Stored items
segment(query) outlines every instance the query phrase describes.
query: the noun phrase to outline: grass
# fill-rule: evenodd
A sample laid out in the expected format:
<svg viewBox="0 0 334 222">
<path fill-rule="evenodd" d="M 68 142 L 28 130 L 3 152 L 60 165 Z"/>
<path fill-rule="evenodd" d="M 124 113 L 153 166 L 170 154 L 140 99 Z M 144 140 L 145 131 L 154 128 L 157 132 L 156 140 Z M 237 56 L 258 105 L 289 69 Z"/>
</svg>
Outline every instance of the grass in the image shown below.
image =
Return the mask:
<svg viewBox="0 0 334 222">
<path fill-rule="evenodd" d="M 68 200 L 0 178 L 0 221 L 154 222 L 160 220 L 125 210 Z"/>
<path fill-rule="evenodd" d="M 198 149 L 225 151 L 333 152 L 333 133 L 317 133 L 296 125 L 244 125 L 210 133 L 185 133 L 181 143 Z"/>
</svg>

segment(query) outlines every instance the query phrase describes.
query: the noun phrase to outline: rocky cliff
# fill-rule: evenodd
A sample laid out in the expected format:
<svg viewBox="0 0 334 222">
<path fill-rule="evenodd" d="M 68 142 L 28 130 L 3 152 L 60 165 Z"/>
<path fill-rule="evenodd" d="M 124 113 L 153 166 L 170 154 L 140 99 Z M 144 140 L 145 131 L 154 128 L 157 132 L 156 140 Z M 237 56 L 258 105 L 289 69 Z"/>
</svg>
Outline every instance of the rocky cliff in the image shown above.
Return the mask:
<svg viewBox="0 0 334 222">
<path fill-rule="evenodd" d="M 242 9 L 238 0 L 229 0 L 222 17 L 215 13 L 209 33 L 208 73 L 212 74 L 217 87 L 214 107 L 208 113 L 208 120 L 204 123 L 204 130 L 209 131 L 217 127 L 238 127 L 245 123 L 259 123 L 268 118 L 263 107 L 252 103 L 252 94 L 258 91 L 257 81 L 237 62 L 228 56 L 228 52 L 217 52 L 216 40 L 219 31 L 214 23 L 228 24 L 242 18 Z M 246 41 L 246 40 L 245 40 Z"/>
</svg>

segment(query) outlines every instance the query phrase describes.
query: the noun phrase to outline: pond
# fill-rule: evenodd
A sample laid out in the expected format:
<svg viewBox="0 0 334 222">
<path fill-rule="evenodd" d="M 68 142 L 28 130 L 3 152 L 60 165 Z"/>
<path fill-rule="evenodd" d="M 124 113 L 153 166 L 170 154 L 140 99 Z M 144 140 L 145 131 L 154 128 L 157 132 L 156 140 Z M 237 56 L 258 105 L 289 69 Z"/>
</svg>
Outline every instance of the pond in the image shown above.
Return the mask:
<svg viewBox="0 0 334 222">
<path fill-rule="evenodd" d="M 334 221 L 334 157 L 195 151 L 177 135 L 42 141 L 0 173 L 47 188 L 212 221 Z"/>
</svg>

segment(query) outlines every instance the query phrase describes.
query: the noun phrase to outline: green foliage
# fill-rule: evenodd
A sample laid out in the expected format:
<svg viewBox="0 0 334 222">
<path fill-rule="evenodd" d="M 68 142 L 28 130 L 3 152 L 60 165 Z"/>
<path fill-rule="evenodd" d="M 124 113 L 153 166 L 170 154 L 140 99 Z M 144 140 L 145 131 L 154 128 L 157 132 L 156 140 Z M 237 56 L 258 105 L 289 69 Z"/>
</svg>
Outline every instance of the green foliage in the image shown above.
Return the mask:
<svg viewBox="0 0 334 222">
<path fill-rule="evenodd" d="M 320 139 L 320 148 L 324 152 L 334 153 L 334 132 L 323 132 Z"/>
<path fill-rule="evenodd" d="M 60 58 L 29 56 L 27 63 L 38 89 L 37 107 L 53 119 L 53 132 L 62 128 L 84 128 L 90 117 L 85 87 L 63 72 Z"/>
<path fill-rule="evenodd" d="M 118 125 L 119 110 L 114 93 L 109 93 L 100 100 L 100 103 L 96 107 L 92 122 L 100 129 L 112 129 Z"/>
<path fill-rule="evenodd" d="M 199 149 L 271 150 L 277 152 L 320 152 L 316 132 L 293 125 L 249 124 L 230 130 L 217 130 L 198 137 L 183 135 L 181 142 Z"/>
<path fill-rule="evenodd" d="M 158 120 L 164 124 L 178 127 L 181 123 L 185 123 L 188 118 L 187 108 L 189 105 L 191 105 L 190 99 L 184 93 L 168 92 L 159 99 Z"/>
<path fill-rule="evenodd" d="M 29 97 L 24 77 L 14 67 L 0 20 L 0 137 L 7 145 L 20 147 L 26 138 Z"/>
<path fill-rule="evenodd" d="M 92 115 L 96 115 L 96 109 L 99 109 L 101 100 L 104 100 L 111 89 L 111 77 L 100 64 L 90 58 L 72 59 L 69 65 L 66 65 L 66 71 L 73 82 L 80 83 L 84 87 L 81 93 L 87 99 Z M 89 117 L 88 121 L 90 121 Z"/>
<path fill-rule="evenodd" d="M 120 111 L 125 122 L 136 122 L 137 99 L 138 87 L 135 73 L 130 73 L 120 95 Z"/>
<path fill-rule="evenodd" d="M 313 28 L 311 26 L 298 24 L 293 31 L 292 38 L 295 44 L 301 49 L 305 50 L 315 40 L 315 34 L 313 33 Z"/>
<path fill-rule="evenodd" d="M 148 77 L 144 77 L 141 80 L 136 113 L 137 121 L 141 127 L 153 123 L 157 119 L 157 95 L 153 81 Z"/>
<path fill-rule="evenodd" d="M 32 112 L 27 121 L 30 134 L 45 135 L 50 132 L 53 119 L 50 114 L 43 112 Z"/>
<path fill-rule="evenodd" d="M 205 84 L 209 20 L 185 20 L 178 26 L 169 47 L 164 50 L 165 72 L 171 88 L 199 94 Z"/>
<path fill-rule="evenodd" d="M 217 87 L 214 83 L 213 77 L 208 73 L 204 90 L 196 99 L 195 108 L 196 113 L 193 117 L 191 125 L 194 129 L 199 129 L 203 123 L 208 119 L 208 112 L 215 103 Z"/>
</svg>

▸ **EXERCISE AIM**
Find each line in the material above that contains the word "foliage", and copy those lines.

▸ **REPLY**
query: the noun phrase to outline: green foliage
Outline every instance of the green foliage in the image shown above.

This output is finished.